Exercise instructions: According to the text on Roland H. Bainton, how many years did he serve as Titus Street Professor of ecclesiastical history at Yale Divinity School?

Text block:
▬▬▬▬▬▬

- Born: March 30, 1894 Ilkeston, England
- Died: February 13, 1984 (aged 89) New Haven, Connecticut, U.S.
- Occupation: Historian
- Writing career
- Period: 20th century
- Subject: Reformation history

= Roland H. Bainton =

American historian

Roland Herbert Bainton (March 30, 1894 – February 13, 1984) was a British-born American Protestant church historian.

==Life==

Bainton was born in Ilkeston, Derbyshire, England, and came to the United States in 1902. He received an AB degree from Whitman College, and BD and PhD. degrees from Yale University. He also received a number of honorary degrees including a DD from Meadville Theological Seminary and from Oberlin College, Dr. Theologiae from the University of Marburg, Germany, and LittD from Gettysburg College. A specialist in Reformation history, Bainton was for 42 years Titus Street Professor of ecclesiastical history at Yale Divinity School, and he continued his writing well into his 20 years of retirement.

Bainton's father was a pacifist, and he himself married a Quaker. Graduating from seminary just as World War I began, he was a pacifist and became a conscientious objector. He affiliated with the Society of Friends' unit of the American Red Cross. Although he was ordained as a Congregationalist minister, he never served as the pastor of a congregation.

Bainton wore his scholarship lightly and had a lively, readable style. His most popular books were Here I Stand: A Life of Martin Luther (1950), which sold more than a million copies, and The Reformation of the Sixteenth Century (1952), both of which were widely used as textbooks. In all, he was the author of more than 30 books on Christianity. Many of Bainton's books are illustrated with examples taken from his collection of medieval and Renaissance drawings, woodcuts, and engravings. He was elected a Fellow of the American Academy of Arts and Sciences in 1954.

A collection of essays in honor of Roland Bainton was published in 1962.

== Works==

===Here I Stand===
Bainton published Here I Stand: A Life of Martin Luther in 1950. As of 2019, it is still in print. Kenneth Scott Latourette, in the chapter notes for "Luther and the Rise and Spread of Lutheranism" in his History of Christianity, lauds Bainton's biography of Luther as "A superb combination of accurate scholarship based upon a thorough knowledge of the sources and secondary works with insight, vivid, readable literary style, and reproductions of contemporary illustrations. It also contains so valuable a bibliography as to render needless an extended one in this chapter."

▬▬▬▬▬▬

Stored rows:
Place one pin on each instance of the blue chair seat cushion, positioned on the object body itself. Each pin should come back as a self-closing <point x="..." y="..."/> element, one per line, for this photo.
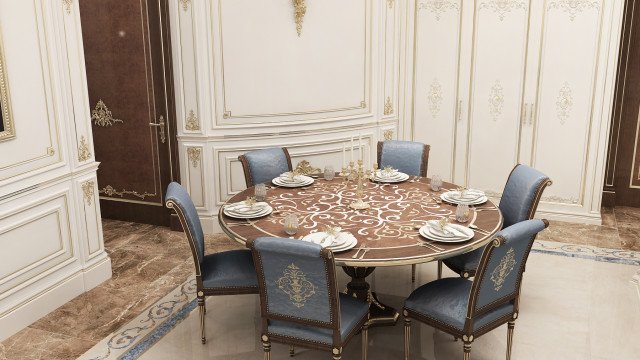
<point x="446" y="300"/>
<point x="228" y="269"/>
<point x="352" y="311"/>
<point x="467" y="262"/>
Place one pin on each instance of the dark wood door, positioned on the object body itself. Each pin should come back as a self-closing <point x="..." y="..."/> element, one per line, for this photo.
<point x="622" y="180"/>
<point x="128" y="60"/>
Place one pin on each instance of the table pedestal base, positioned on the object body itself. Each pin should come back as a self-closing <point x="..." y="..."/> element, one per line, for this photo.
<point x="379" y="313"/>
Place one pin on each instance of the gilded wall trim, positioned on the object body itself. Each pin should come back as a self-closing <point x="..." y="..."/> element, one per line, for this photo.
<point x="88" y="191"/>
<point x="83" y="150"/>
<point x="564" y="103"/>
<point x="299" y="11"/>
<point x="439" y="7"/>
<point x="574" y="7"/>
<point x="192" y="123"/>
<point x="102" y="116"/>
<point x="504" y="7"/>
<point x="194" y="156"/>
<point x="496" y="100"/>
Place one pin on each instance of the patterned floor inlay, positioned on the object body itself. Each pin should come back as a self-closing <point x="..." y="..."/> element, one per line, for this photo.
<point x="150" y="263"/>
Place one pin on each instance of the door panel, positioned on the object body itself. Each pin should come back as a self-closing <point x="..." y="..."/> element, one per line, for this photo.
<point x="496" y="96"/>
<point x="566" y="81"/>
<point x="436" y="67"/>
<point x="126" y="72"/>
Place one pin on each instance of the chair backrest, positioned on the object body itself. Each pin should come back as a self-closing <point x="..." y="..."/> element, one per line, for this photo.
<point x="409" y="157"/>
<point x="499" y="273"/>
<point x="179" y="200"/>
<point x="522" y="194"/>
<point x="297" y="282"/>
<point x="262" y="166"/>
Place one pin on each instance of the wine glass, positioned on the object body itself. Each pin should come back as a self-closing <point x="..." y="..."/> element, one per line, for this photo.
<point x="291" y="224"/>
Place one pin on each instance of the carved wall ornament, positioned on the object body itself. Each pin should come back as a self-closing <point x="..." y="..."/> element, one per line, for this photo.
<point x="192" y="123"/>
<point x="67" y="5"/>
<point x="388" y="106"/>
<point x="299" y="10"/>
<point x="194" y="156"/>
<point x="503" y="7"/>
<point x="88" y="191"/>
<point x="496" y="100"/>
<point x="435" y="98"/>
<point x="83" y="150"/>
<point x="185" y="4"/>
<point x="101" y="115"/>
<point x="574" y="7"/>
<point x="564" y="103"/>
<point x="439" y="7"/>
<point x="388" y="134"/>
<point x="504" y="268"/>
<point x="295" y="284"/>
<point x="111" y="191"/>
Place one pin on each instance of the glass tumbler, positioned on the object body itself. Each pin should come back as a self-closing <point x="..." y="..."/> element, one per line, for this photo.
<point x="291" y="224"/>
<point x="261" y="192"/>
<point x="462" y="213"/>
<point x="436" y="183"/>
<point x="329" y="173"/>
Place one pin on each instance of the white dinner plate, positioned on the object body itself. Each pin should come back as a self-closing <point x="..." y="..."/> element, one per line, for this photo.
<point x="240" y="215"/>
<point x="426" y="232"/>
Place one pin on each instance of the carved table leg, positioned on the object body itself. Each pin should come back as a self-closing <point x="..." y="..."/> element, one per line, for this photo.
<point x="379" y="313"/>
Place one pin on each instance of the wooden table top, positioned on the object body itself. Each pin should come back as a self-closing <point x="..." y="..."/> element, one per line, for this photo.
<point x="387" y="229"/>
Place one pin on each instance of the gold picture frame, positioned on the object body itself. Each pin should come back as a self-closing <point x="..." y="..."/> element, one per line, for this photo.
<point x="7" y="129"/>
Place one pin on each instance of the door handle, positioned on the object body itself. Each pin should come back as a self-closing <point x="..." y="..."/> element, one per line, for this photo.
<point x="161" y="123"/>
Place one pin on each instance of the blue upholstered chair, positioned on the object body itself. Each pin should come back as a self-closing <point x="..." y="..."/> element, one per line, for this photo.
<point x="299" y="298"/>
<point x="409" y="157"/>
<point x="224" y="273"/>
<point x="518" y="203"/>
<point x="261" y="166"/>
<point x="467" y="309"/>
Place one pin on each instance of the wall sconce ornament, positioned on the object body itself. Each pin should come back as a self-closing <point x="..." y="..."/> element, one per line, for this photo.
<point x="299" y="10"/>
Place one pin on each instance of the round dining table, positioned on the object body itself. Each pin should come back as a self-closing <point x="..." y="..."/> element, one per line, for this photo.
<point x="387" y="232"/>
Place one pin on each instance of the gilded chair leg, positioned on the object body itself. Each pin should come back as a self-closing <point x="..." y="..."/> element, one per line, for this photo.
<point x="266" y="346"/>
<point x="365" y="342"/>
<point x="407" y="336"/>
<point x="413" y="273"/>
<point x="201" y="306"/>
<point x="467" y="350"/>
<point x="510" y="327"/>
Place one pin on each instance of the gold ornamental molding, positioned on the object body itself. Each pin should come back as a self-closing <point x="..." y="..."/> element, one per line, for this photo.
<point x="439" y="7"/>
<point x="388" y="134"/>
<point x="185" y="4"/>
<point x="564" y="103"/>
<point x="102" y="116"/>
<point x="67" y="5"/>
<point x="299" y="11"/>
<point x="574" y="7"/>
<point x="388" y="106"/>
<point x="496" y="100"/>
<point x="83" y="150"/>
<point x="111" y="191"/>
<point x="435" y="98"/>
<point x="194" y="156"/>
<point x="503" y="7"/>
<point x="88" y="191"/>
<point x="192" y="123"/>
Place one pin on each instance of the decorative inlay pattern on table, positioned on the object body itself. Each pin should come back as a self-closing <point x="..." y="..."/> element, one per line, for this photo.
<point x="388" y="229"/>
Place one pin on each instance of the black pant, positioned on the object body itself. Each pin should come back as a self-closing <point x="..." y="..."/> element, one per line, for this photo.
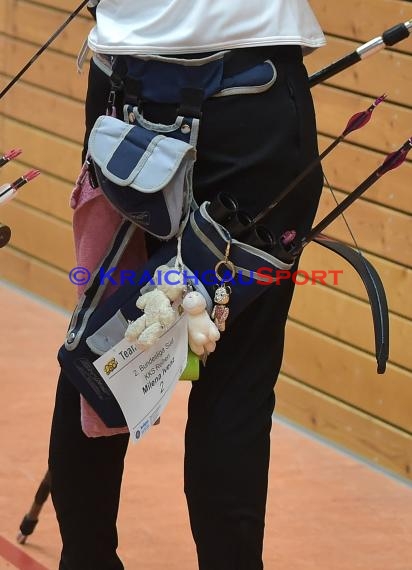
<point x="250" y="146"/>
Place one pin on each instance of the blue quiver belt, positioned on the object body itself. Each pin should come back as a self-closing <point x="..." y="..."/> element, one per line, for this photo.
<point x="95" y="328"/>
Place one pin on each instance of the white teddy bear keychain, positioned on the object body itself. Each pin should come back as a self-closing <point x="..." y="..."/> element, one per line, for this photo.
<point x="202" y="332"/>
<point x="159" y="309"/>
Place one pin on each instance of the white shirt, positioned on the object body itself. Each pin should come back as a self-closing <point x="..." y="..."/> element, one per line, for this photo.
<point x="195" y="26"/>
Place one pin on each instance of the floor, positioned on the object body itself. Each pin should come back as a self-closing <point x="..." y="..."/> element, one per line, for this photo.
<point x="326" y="509"/>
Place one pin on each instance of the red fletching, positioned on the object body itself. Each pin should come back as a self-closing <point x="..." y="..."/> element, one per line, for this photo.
<point x="31" y="174"/>
<point x="14" y="153"/>
<point x="358" y="120"/>
<point x="395" y="159"/>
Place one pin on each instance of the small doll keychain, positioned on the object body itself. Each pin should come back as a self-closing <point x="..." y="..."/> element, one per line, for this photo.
<point x="221" y="299"/>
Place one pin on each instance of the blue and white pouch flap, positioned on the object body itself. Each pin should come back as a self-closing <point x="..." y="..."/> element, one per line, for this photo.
<point x="145" y="175"/>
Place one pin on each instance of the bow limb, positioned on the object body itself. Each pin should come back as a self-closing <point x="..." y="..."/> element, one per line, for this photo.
<point x="376" y="295"/>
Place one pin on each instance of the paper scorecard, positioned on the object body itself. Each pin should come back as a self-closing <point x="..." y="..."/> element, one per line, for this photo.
<point x="143" y="381"/>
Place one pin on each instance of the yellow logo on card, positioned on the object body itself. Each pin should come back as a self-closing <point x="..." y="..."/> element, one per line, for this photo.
<point x="110" y="366"/>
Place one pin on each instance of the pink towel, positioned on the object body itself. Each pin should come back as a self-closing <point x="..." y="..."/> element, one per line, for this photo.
<point x="94" y="223"/>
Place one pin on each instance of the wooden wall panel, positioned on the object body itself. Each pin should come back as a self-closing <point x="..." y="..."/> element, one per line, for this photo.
<point x="329" y="382"/>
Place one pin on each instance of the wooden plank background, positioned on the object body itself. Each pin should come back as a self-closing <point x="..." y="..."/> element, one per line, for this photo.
<point x="329" y="382"/>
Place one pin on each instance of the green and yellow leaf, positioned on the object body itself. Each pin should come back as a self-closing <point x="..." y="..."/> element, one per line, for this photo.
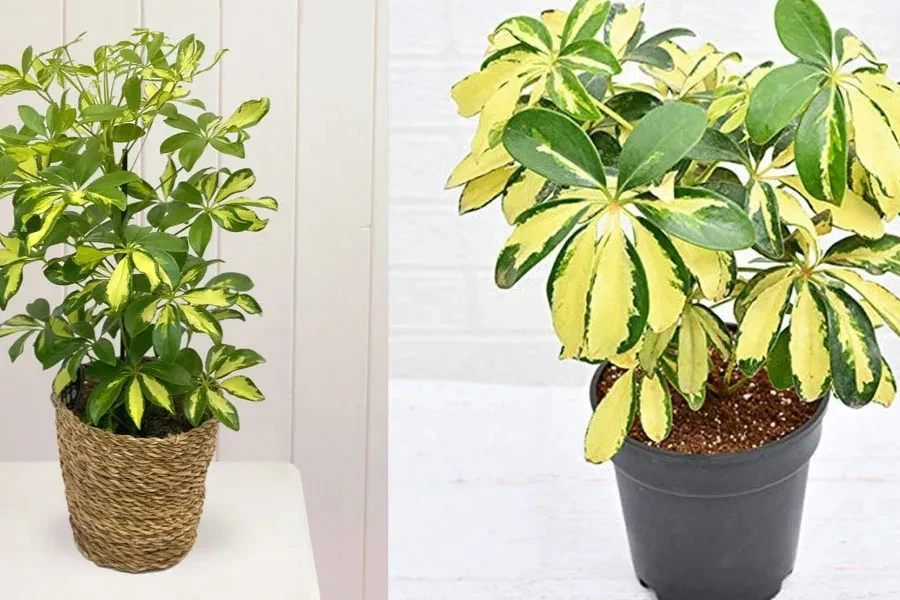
<point x="876" y="123"/>
<point x="622" y="27"/>
<point x="611" y="421"/>
<point x="479" y="193"/>
<point x="693" y="360"/>
<point x="809" y="349"/>
<point x="887" y="387"/>
<point x="194" y="406"/>
<point x="585" y="21"/>
<point x="568" y="93"/>
<point x="474" y="166"/>
<point x="567" y="290"/>
<point x="821" y="147"/>
<point x="761" y="324"/>
<point x="668" y="280"/>
<point x="618" y="301"/>
<point x="157" y="393"/>
<point x="529" y="31"/>
<point x="118" y="290"/>
<point x="555" y="147"/>
<point x="653" y="347"/>
<point x="715" y="271"/>
<point x="763" y="210"/>
<point x="879" y="297"/>
<point x="473" y="93"/>
<point x="521" y="194"/>
<point x="242" y="387"/>
<point x="779" y="97"/>
<point x="200" y="320"/>
<point x="854" y="214"/>
<point x="876" y="256"/>
<point x="223" y="410"/>
<point x="135" y="402"/>
<point x="656" y="407"/>
<point x="701" y="217"/>
<point x="856" y="362"/>
<point x="716" y="330"/>
<point x="539" y="231"/>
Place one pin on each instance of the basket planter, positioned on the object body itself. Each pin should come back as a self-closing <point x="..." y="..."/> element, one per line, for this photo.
<point x="134" y="503"/>
<point x="715" y="526"/>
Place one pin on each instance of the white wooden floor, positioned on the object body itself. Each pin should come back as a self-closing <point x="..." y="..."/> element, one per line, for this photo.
<point x="491" y="500"/>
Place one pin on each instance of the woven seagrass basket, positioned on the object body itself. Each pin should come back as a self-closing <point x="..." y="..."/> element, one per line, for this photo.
<point x="134" y="503"/>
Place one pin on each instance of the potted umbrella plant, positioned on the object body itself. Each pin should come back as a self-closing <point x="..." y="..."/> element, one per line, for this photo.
<point x="715" y="238"/>
<point x="137" y="407"/>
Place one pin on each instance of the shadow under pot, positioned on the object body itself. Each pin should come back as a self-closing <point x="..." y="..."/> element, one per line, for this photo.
<point x="715" y="527"/>
<point x="134" y="503"/>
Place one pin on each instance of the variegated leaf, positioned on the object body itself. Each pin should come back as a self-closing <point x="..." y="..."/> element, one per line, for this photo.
<point x="876" y="256"/>
<point x="656" y="407"/>
<point x="715" y="271"/>
<point x="555" y="147"/>
<point x="479" y="193"/>
<point x="856" y="362"/>
<point x="668" y="280"/>
<point x="568" y="93"/>
<point x="854" y="214"/>
<point x="474" y="166"/>
<point x="693" y="360"/>
<point x="887" y="387"/>
<point x="538" y="232"/>
<point x="585" y="20"/>
<point x="567" y="290"/>
<point x="760" y="325"/>
<point x="612" y="420"/>
<point x="809" y="349"/>
<point x="529" y="31"/>
<point x="882" y="300"/>
<point x="522" y="193"/>
<point x="821" y="147"/>
<point x="618" y="301"/>
<point x="701" y="217"/>
<point x="762" y="206"/>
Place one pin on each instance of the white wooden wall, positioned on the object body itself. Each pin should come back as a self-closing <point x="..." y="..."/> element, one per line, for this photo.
<point x="448" y="319"/>
<point x="320" y="266"/>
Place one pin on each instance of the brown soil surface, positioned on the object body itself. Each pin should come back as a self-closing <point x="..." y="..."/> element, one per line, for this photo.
<point x="756" y="415"/>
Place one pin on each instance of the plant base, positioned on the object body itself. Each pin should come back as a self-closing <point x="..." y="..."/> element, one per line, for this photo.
<point x="134" y="503"/>
<point x="715" y="527"/>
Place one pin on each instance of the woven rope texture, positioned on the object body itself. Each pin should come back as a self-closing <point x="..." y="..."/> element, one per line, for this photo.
<point x="134" y="503"/>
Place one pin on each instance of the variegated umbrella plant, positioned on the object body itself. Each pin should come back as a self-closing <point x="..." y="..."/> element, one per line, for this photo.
<point x="648" y="188"/>
<point x="130" y="255"/>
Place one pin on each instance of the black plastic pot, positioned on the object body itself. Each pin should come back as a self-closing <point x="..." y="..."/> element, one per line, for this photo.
<point x="718" y="527"/>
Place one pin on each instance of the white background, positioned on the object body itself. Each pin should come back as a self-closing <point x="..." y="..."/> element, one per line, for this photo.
<point x="448" y="319"/>
<point x="319" y="266"/>
<point x="490" y="496"/>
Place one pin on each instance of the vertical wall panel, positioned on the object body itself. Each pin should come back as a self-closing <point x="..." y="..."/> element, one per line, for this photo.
<point x="376" y="549"/>
<point x="262" y="62"/>
<point x="27" y="430"/>
<point x="334" y="177"/>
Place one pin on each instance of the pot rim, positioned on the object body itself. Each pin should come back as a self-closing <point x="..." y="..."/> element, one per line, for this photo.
<point x="717" y="459"/>
<point x="194" y="431"/>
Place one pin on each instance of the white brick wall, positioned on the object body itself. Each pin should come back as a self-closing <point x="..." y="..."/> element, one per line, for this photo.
<point x="448" y="321"/>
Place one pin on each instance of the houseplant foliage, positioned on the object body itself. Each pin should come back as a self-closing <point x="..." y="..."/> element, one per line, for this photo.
<point x="130" y="251"/>
<point x="644" y="190"/>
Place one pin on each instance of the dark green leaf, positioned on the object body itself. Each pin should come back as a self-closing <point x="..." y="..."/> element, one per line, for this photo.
<point x="779" y="97"/>
<point x="658" y="142"/>
<point x="804" y="30"/>
<point x="554" y="146"/>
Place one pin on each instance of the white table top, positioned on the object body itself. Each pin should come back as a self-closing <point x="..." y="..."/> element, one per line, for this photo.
<point x="492" y="500"/>
<point x="253" y="542"/>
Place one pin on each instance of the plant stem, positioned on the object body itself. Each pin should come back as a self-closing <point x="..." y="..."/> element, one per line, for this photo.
<point x="123" y="335"/>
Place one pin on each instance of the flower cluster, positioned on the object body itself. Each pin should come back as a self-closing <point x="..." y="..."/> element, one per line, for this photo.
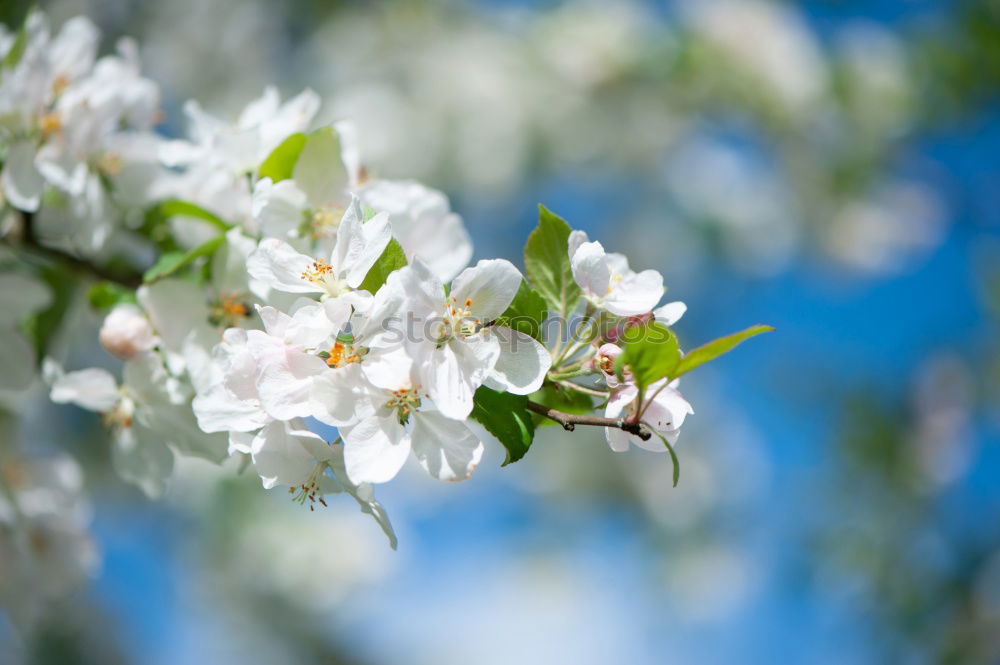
<point x="302" y="314"/>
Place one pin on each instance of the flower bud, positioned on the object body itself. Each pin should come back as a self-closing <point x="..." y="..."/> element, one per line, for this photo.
<point x="126" y="332"/>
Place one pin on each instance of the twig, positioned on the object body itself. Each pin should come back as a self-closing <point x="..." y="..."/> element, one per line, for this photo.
<point x="30" y="242"/>
<point x="569" y="421"/>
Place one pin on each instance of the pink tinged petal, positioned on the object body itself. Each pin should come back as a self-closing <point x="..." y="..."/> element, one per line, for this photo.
<point x="278" y="265"/>
<point x="359" y="243"/>
<point x="284" y="376"/>
<point x="670" y="313"/>
<point x="636" y="294"/>
<point x="522" y="364"/>
<point x="490" y="286"/>
<point x="447" y="449"/>
<point x="93" y="389"/>
<point x="280" y="456"/>
<point x="336" y="397"/>
<point x="22" y="183"/>
<point x="375" y="450"/>
<point x="590" y="269"/>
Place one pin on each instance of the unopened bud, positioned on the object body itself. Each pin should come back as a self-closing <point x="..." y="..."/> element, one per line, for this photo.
<point x="126" y="332"/>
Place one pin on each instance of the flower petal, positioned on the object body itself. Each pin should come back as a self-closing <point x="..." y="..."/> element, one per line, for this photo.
<point x="447" y="449"/>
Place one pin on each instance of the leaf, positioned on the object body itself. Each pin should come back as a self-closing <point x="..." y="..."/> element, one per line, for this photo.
<point x="392" y="259"/>
<point x="560" y="399"/>
<point x="546" y="262"/>
<point x="188" y="209"/>
<point x="319" y="170"/>
<point x="280" y="164"/>
<point x="673" y="455"/>
<point x="506" y="417"/>
<point x="17" y="48"/>
<point x="105" y="295"/>
<point x="651" y="352"/>
<point x="714" y="349"/>
<point x="526" y="312"/>
<point x="171" y="262"/>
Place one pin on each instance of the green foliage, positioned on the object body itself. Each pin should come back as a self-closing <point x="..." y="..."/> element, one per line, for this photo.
<point x="651" y="352"/>
<point x="562" y="399"/>
<point x="42" y="327"/>
<point x="392" y="259"/>
<point x="280" y="164"/>
<point x="506" y="417"/>
<point x="17" y="48"/>
<point x="526" y="312"/>
<point x="105" y="295"/>
<point x="184" y="208"/>
<point x="546" y="262"/>
<point x="714" y="349"/>
<point x="170" y="262"/>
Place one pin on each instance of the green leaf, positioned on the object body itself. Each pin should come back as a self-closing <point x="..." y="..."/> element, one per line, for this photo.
<point x="714" y="349"/>
<point x="561" y="399"/>
<point x="280" y="164"/>
<point x="187" y="209"/>
<point x="673" y="455"/>
<point x="526" y="312"/>
<point x="392" y="259"/>
<point x="17" y="48"/>
<point x="546" y="262"/>
<point x="651" y="352"/>
<point x="506" y="417"/>
<point x="105" y="295"/>
<point x="171" y="262"/>
<point x="319" y="170"/>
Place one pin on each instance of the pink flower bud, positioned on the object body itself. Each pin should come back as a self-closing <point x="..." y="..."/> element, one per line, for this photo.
<point x="126" y="332"/>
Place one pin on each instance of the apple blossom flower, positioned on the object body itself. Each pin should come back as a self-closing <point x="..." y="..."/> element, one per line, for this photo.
<point x="664" y="410"/>
<point x="607" y="281"/>
<point x="359" y="244"/>
<point x="126" y="332"/>
<point x="458" y="348"/>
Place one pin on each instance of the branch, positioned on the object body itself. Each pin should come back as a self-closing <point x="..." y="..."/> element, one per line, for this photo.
<point x="569" y="421"/>
<point x="30" y="242"/>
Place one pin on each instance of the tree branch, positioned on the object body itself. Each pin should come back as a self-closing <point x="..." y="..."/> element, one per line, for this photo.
<point x="569" y="421"/>
<point x="31" y="243"/>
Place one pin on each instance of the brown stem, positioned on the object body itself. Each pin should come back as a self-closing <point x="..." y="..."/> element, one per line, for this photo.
<point x="30" y="242"/>
<point x="569" y="421"/>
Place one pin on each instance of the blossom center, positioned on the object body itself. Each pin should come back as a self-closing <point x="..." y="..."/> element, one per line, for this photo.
<point x="458" y="320"/>
<point x="322" y="274"/>
<point x="404" y="402"/>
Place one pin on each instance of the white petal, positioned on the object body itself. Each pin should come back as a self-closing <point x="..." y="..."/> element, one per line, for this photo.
<point x="359" y="243"/>
<point x="453" y="372"/>
<point x="375" y="450"/>
<point x="22" y="183"/>
<point x="491" y="286"/>
<point x="336" y="397"/>
<point x="93" y="389"/>
<point x="140" y="457"/>
<point x="670" y="313"/>
<point x="522" y="364"/>
<point x="278" y="265"/>
<point x="447" y="449"/>
<point x="280" y="456"/>
<point x="635" y="295"/>
<point x="278" y="207"/>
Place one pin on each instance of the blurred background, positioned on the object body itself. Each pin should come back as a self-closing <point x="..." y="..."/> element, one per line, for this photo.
<point x="829" y="167"/>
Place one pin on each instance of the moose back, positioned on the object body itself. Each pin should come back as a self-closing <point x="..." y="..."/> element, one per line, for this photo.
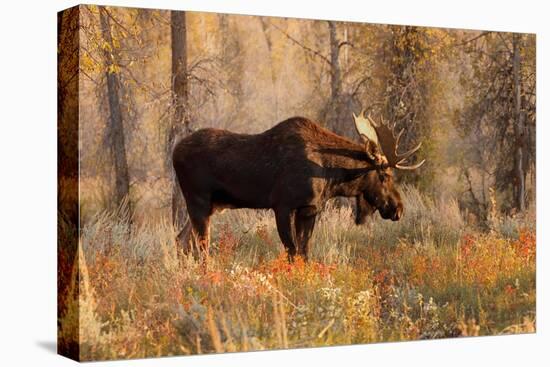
<point x="292" y="168"/>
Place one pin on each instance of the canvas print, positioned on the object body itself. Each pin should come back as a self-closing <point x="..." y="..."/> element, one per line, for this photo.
<point x="232" y="183"/>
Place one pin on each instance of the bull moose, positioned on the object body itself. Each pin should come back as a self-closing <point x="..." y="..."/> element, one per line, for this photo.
<point x="293" y="169"/>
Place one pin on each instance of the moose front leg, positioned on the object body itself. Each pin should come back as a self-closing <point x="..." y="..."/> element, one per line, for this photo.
<point x="305" y="222"/>
<point x="284" y="218"/>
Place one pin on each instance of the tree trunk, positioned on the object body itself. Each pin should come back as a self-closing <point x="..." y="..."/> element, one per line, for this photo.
<point x="180" y="93"/>
<point x="334" y="122"/>
<point x="116" y="127"/>
<point x="519" y="180"/>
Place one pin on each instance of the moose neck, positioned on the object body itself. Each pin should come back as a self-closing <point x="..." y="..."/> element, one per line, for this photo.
<point x="346" y="172"/>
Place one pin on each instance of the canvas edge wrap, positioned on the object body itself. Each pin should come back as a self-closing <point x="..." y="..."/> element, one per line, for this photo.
<point x="68" y="216"/>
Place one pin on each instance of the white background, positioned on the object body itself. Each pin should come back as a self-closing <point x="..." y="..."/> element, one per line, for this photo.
<point x="28" y="182"/>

▬▬▬▬▬▬

Result of this task: 42 years